— START —
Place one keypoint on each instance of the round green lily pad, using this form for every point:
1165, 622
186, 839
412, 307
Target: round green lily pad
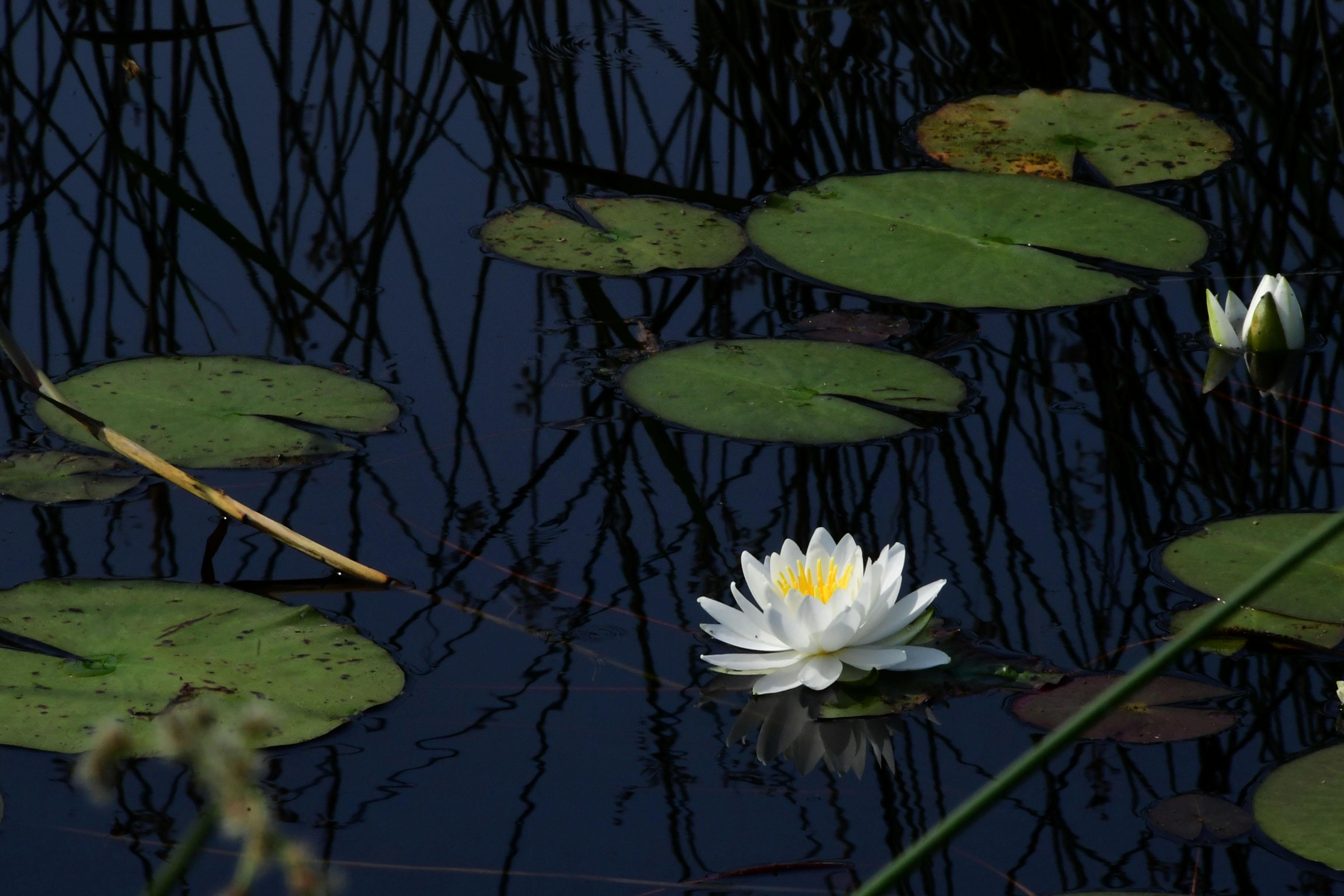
1226, 554
1128, 141
1199, 817
52, 477
780, 390
971, 241
637, 234
146, 647
1248, 623
1302, 806
1156, 714
214, 412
— END —
Return every line of the entries above verbatim, omitting the pictures.

§ **Complete answer**
Place one keypoint on each instance of the round green lily pad, using this form for every point:
1165, 622
186, 839
412, 307
Target: round green lily pad
1226, 554
1128, 141
1199, 817
52, 477
780, 390
971, 241
637, 234
146, 647
1248, 623
1302, 806
1156, 714
214, 412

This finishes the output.